** START OF EXCERPT PROVIDED **
Enjoy your life for the NOW. You'll love yourself for it later.

- Says the woman who didn't follow her own advice!
_Posted via Mobile Device_


----------



## anja (Mar 12, 2013)

I home school. If you're planning on having children in 2-3 years you have at least 8 years from now before you need to do any "formal" schooling, and most home schoolers recommend waiting even longer. Even so, schooling the "easy" elementary years is time consuming for the parent, since kids that age are not terribly self reliant and need a ton of teaching involvement. Planing lessons need not take up any time at all, you can purchase curricula that spells everything out for you. However I do think you're underestimating the amount of time it takes to school a child and keep another busy, while keeping up with the domestic tasks and fitting in field trips and such. You did not say how many children you'd like to have, so for simplicity we'll go with 2. You will be plenty busy! I have never heard a home schooling family express that they have an excess of free time on their hands. Even the ones with "only" 2 to school, like us, often feel that there aren't enough hours in the day. You will learn to understand that schooling *is* a full time job.
_Posted via Mobile Device_


----------



## mablenc (Feb 26, 2013)
** END OF EXCERPT PROVIDED **
** START OF GIVEN ENTRIES **
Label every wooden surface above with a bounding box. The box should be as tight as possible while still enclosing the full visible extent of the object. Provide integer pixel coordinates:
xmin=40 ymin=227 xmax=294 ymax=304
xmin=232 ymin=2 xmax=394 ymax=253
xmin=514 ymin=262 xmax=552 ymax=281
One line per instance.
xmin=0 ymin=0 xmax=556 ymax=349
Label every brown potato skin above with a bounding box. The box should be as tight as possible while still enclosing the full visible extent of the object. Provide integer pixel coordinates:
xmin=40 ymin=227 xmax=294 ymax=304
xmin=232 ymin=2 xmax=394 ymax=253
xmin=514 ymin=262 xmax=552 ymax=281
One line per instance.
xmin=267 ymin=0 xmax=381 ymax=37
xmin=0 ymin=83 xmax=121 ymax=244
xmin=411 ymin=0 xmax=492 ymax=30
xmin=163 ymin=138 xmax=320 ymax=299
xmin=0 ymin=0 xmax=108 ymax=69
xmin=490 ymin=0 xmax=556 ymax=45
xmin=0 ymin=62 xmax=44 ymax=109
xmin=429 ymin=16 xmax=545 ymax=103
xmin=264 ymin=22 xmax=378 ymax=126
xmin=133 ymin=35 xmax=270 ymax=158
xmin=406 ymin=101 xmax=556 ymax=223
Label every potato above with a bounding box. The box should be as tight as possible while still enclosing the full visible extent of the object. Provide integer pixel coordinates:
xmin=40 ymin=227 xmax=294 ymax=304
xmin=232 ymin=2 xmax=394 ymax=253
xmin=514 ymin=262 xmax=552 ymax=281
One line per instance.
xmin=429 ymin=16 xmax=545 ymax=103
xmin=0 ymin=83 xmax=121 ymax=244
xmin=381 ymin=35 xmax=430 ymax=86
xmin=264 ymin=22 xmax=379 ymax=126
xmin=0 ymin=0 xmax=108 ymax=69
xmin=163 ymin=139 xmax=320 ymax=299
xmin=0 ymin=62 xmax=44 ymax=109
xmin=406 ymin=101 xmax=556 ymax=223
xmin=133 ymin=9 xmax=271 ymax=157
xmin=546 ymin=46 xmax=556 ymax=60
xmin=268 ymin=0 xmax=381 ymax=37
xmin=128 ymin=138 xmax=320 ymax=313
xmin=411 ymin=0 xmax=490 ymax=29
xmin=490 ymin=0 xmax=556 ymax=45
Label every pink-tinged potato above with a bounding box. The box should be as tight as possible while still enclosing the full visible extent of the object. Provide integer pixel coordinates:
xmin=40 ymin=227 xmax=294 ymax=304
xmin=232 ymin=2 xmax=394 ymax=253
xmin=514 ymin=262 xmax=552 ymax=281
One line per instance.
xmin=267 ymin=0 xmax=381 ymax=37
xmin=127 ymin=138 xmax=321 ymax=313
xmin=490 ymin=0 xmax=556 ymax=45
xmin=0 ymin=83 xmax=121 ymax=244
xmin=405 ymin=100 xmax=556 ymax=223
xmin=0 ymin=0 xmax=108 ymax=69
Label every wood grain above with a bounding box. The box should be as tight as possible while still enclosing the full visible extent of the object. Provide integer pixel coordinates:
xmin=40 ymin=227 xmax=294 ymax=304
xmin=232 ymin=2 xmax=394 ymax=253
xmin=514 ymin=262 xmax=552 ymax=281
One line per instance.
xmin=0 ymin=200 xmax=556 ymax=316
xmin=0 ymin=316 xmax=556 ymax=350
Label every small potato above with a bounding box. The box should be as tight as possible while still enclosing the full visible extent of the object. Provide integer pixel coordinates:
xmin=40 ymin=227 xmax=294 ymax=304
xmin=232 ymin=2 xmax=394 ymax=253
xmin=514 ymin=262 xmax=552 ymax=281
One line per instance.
** END OF GIVEN ENTRIES **
- PROBLEMS TO SOLVE
A) Render this sentence from the home schooling thread in Spanish: "I have never heard a home schooling family express that they have an excess of free time on their hands."
B) In the home schooling thread, what can a parent purchase so that planning lessons takes up no time?
C) Carry the home schooling thread forward from the point where it stops.
The rows are not needed for any of this work.

- PER-TASK OUTPUTS
A) Nunca he oído a una familia que educa en casa expresar que le sobra tiempo libre.

B) Curricula that spell everything out.

C)
anja said:


> I home school. If you're planning on having children in 2-3 years you have at least 8 years from now before you need to do any "formal" schooling, and most home schoolers recommend waiting even longer. Even so, schooling the "easy" elementary years is time consuming for the parent, since kids that age are not terribly self reliant and need a ton of teaching involvement. Planing lessons need not take up any time at all, you can purchase curricula that spells everything out for you. However I do think you're underestimating the amount of time it takes to school a child and keep another busy, while keeping up with the domestic tasks and fitting in field trips and such. You did not say how many children you'd like to have, so for simplicity we'll go with 2. You will be plenty busy! I have never heard a home schooling family express that they have an excess of free time on their hands. Even the ones with "only" 2 to school, like us, often feel that there aren't enough hours in the day. You will learn to understand that schooling *is* a full time job.
> _Posted via Mobile Device_


Didn't think about the ability to purchase a curriculum! 
Thanks for clarifying that
_Posted via Mobile Device_


----------



## samyeagar (May 14, 2012)

Please do not forget in all of this that you are a wife first and a mom second. Do not let your husband forget that either.


----------



## ginger-snap (Apr 10, 2013)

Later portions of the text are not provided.